━━━ Given records
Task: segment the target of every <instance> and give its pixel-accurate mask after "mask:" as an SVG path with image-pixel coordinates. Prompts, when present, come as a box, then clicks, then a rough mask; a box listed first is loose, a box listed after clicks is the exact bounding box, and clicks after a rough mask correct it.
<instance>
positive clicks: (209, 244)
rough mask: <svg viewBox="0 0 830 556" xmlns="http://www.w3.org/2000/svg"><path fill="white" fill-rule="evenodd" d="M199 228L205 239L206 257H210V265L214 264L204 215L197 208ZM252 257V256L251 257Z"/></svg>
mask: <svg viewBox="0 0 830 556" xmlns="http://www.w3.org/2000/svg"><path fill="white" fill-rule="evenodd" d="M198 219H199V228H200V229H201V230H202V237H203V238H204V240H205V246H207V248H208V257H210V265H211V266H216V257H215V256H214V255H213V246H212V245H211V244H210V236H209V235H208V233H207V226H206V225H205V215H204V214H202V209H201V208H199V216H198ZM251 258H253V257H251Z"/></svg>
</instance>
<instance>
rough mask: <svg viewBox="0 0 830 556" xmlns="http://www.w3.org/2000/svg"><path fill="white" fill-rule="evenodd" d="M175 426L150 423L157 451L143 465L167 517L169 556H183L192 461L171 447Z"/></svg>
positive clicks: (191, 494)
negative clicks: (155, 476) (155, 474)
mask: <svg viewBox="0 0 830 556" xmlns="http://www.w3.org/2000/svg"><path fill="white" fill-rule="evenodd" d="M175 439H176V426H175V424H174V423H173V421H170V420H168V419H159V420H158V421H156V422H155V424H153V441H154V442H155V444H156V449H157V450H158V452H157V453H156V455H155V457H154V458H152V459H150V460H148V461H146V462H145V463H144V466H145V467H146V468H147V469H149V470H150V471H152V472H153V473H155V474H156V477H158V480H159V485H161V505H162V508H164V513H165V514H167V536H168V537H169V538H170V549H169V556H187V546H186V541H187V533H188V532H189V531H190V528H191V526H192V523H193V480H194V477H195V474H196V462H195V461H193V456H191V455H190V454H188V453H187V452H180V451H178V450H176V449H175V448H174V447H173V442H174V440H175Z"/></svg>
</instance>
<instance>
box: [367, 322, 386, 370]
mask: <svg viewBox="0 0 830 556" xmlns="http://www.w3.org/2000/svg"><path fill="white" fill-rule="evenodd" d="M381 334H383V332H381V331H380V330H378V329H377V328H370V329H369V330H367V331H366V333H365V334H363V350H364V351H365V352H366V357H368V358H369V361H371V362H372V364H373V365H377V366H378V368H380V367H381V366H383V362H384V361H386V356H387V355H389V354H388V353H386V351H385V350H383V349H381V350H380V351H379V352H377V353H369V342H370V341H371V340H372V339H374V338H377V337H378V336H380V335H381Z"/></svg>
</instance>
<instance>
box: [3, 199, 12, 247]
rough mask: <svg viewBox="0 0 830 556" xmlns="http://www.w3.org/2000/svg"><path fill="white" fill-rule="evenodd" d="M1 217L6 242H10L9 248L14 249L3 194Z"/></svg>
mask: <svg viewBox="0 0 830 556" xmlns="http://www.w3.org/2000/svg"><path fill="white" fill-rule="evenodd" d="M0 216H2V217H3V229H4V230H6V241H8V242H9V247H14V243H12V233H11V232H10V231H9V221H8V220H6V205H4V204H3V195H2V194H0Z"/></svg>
━━━━━━
→ **What is being asked**
Restate the data above word for word. Leave nothing out.

→ **Reply**
Task: segment the target of every <instance> and give its pixel-accurate mask after "mask:" as an SVG path with image-pixel coordinates. Prompts, when present, come as a box, then clicks, then a rough mask; a box listed first is loose, a box listed after clicks is the exact bounding box, and clicks after a rough mask correct it.
<instance>
positive clicks: (209, 244)
rough mask: <svg viewBox="0 0 830 556" xmlns="http://www.w3.org/2000/svg"><path fill="white" fill-rule="evenodd" d="M199 228L205 239L206 257H210V265L214 264L204 215L197 208ZM252 257V256L251 257Z"/></svg>
mask: <svg viewBox="0 0 830 556" xmlns="http://www.w3.org/2000/svg"><path fill="white" fill-rule="evenodd" d="M198 219H199V228H200V229H201V230H202V237H203V238H204V240H205V246H207V248H208V257H210V265H211V266H216V257H215V256H214V255H213V246H212V245H211V244H210V236H209V235H208V233H207V226H206V225H205V215H204V214H202V209H201V208H199V216H198ZM251 258H253V257H251Z"/></svg>
</instance>
<instance>
rough mask: <svg viewBox="0 0 830 556" xmlns="http://www.w3.org/2000/svg"><path fill="white" fill-rule="evenodd" d="M175 426L150 423L157 451L143 465L167 517L169 556H183L192 461L171 447Z"/></svg>
positive clicks: (191, 494)
negative clicks: (155, 476) (155, 474)
mask: <svg viewBox="0 0 830 556" xmlns="http://www.w3.org/2000/svg"><path fill="white" fill-rule="evenodd" d="M175 439H176V426H175V424H174V423H173V421H170V420H168V419H159V420H158V421H156V422H155V424H153V441H154V442H155V444H156V449H157V450H158V452H157V453H156V455H155V457H154V458H152V459H150V460H148V461H146V462H145V463H144V466H145V467H146V468H147V469H149V470H150V471H152V472H153V473H155V474H156V477H158V480H159V485H161V505H162V508H164V513H165V514H167V536H168V537H169V538H170V549H169V556H187V546H186V541H187V533H188V532H189V531H190V528H191V526H192V523H193V480H194V477H195V474H196V462H195V461H193V456H191V455H190V454H188V453H187V452H180V451H178V450H176V449H175V448H174V447H173V442H174V440H175Z"/></svg>
</instance>
<instance>
box: [367, 322, 386, 370]
mask: <svg viewBox="0 0 830 556" xmlns="http://www.w3.org/2000/svg"><path fill="white" fill-rule="evenodd" d="M381 334H383V332H381V331H380V330H378V329H377V328H370V329H369V330H367V331H366V333H365V334H363V350H364V351H365V352H366V357H368V358H369V361H371V362H372V364H373V365H377V366H378V368H380V367H381V366H383V362H384V361H386V356H387V355H389V354H388V353H386V351H385V350H383V349H381V350H380V351H379V352H377V353H369V342H370V341H371V340H372V339H374V338H377V337H378V336H380V335H381Z"/></svg>
</instance>
<instance>
box: [3, 199, 12, 247]
rough mask: <svg viewBox="0 0 830 556" xmlns="http://www.w3.org/2000/svg"><path fill="white" fill-rule="evenodd" d="M1 217L6 242H10L9 248L14 249L3 194Z"/></svg>
mask: <svg viewBox="0 0 830 556" xmlns="http://www.w3.org/2000/svg"><path fill="white" fill-rule="evenodd" d="M0 216H2V217H3V229H4V230H6V241H8V242H9V247H14V243H12V233H11V232H10V231H9V221H8V220H6V205H4V204H3V195H2V194H0Z"/></svg>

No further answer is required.